- **Activities**
A – In the column about giggling in Sunday School, what did the number on the tiny pin found in the shoebox indicate?
B – Write a continuation of the column about giggling in Sunday School, starting right after its last sentence.

- **Exercise passage**
++++++++++
Bible left out ‘Thou shalt not giggle in church’
Published 7:57 am Wednesday, February 10, 2010
I found a box of memories the other day.
My wife had me searching for things I never use to give to charity. I piled shoes, coats and shirts into a container.
It was like cleaning an attic. I spent more time recollecting than cleaning.
I opened a shoebox and found a tiny pin that carried a number that was indicative of many years of perfect Sunday School attendance. It had been awarded with much ceremony.
Every Sunday morning before church, I went to Sunday School. My Sunday School teachers were wonderful and we students were attentive and thoughtful — usually. Most of my Sunday School classmates were also my classmates at the public school, but several were from schools located in exotic places up to 14 miles away like Freeborn and Ellendale.
We learned a lot in Sunday School. We read the Bible and memorized verses — the short ones, like “Jesus wept.”
We were well-behaved. We had a PK (preacher’s kid) in our class who would report to her father any missteps made by a fellow student. That would earn us the dreaded look in church and even though we sat in the pew of silence, we would get the feeling that we were the subject of the sermon. However, there were Sundays when the beginning of school wasn’t long past before we began to look forward to the ending.
Those were the Sundays when we giggled. The giggling was typically brought on by an unintentional sound made by the body of someone prone to blushing. To us, strange sounds were the epitome of humor. Growling stomachs were worthy of a fit of giggling. A fly landing on someone’s head was the height of hilarity. Catching a fly was funnier than a Three Stooges film festival.
Flu is contagious. People get flu shots. Giggling is contagious, but there are no shots available.
Our teacher told us to be quiet. Our instructor hoped aloud that one day we would be Sunday School teachers and have a class just like us. We knew that any threat from our teacher was an idle one, and each time we were told to be quiet, it caused us to giggle even more.
One minute, we were angelic Sunday school children. The next, we were giggling demons.
We lost our manners.
We were told to show a little upbringing.
We couldn’t have stopped giggling if we had wanted to. Psalms says, “Sing to the Lord a new song.” Uncontrollable giggling was our new song.
My mother described such giggling insanity as “finding a tee-hee’s nest with a ha-ha’s egg in it.” We giggled like a ticklish man at a feather convention.
It feels good to giggle. Giggling is like a good sneeze. If God hadn’t created giggling, a Sunday School class would have been forced to invent it.
++++++++++
- **Data for analysis**
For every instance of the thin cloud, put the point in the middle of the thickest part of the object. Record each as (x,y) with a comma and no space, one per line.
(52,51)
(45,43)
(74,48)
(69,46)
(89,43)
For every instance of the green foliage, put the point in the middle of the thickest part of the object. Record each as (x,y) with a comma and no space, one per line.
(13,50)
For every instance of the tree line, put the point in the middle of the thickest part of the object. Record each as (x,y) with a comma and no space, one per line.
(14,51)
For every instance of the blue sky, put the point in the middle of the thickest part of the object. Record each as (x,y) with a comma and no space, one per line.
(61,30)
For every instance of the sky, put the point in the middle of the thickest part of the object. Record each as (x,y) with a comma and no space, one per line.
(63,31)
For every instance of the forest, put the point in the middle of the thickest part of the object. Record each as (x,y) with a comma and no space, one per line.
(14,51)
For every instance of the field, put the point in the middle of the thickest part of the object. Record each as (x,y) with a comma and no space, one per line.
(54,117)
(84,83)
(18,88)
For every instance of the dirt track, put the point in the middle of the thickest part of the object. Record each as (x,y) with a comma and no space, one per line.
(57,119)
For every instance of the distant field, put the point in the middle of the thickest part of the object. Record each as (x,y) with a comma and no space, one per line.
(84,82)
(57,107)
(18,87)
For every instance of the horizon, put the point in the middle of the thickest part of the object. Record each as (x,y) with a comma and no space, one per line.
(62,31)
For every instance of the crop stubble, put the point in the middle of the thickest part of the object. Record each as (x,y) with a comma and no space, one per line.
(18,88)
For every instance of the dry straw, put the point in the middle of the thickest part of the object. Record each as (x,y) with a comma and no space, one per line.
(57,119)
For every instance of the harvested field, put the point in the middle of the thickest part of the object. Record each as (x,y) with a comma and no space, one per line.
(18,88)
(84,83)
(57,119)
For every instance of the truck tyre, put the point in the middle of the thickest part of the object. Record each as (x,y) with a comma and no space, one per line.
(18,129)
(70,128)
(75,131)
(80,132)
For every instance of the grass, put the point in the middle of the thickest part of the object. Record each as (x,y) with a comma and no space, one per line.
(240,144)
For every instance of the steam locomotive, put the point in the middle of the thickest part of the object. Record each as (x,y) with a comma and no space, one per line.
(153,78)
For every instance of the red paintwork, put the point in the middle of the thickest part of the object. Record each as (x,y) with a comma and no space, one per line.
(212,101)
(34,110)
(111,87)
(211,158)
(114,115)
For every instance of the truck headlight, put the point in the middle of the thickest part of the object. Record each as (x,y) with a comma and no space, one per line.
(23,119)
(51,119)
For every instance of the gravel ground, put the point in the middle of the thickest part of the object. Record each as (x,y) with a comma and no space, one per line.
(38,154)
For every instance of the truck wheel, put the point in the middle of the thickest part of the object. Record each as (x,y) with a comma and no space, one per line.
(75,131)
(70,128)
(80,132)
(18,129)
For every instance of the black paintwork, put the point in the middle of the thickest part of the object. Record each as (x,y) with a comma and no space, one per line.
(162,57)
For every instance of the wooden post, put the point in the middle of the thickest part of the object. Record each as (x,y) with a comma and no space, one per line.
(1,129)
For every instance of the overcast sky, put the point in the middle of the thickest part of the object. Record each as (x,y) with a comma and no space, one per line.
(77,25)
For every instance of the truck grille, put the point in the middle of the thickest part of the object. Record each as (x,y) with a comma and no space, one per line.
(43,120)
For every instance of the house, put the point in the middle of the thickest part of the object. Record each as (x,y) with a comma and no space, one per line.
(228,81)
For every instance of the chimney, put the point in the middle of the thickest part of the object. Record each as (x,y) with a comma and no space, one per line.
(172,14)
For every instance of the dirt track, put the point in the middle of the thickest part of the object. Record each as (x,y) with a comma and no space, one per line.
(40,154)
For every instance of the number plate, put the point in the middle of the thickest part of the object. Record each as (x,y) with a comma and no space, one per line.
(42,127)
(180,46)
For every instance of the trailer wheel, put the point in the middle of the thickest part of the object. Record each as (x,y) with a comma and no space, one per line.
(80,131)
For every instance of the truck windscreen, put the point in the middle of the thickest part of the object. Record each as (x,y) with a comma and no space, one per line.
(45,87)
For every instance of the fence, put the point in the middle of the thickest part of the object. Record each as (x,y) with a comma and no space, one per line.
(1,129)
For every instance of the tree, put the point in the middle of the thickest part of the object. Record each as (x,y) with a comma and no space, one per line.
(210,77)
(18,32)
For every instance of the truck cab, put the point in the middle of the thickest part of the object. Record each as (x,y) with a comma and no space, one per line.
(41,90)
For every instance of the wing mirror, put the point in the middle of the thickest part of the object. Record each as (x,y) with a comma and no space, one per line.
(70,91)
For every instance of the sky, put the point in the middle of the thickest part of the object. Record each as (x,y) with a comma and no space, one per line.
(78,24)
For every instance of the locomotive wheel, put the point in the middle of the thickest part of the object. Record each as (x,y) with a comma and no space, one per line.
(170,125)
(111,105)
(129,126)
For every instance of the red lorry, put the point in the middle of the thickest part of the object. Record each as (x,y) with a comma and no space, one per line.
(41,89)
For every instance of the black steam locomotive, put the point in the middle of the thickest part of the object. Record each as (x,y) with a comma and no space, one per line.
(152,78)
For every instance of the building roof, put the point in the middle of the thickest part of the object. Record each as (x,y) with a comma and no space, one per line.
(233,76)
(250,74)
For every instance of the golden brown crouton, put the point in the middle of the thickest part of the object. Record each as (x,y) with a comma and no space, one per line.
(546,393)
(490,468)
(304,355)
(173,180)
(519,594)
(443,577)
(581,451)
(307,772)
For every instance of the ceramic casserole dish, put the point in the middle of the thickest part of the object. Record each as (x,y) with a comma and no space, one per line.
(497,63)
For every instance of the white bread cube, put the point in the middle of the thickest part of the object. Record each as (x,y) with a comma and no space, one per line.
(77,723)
++++++++++
- **Solved tasks**
A – It indicated many years of perfect Sunday School attendance.

B –
“Stop that!” said our exasperated teacher in a raised voice, likely worried that a job performance review could be suffering. It’s impossible to stop giggling when told to. We were sure that suppressed giggling cut off oxygen to the brain.
We may have tried to stop giggling. We may not have attempted to end our giggling attack. It didn’t matter. We wouldn’t have been able to cease. Being unable to stop giggling is a burden unique to the pixilated.
We giggled as if we were raising money for a dread disease by holding a gigglethon.
Then she came in. She was our Sunday School superintendent. Agnes Christopherson, retired from the bank, was a wonderful person. Agnes loved the president, the Twins, Dennis the Menace and a well-behaved Sunday school class. We all liked her and she wasn’t opposed to giggling, but she did not approve of giggling in Sunday School. She believed that “Thou shalt not giggle in church” was the 11th Commandment that was somehow left out of the Bible.
Agnes used a cane to facilitate walking. It was the size of a large oak tree. She slammed that cane down upon a desk. She thumped the cane to save us from eternal damnation.
Sunday School classes at the other church in town heard it. The sound was scarier than any amusement ride we’d been on at the county fair. There was no time to search for a loophole.
Agnes told us to be quiet. She wouldn’t have had to tell us. Agnes followed up on things. She told us to be quiet and then she made sure we were quiet. She held the cane in a ready position to be slammed down again.
From that point on, we checked our giggles at the door of the Sunday School classroom.
Until the day Tom pretended to eat a fly.
Hartland resident Al Batt’s columns appear every Sunday and Wednesday.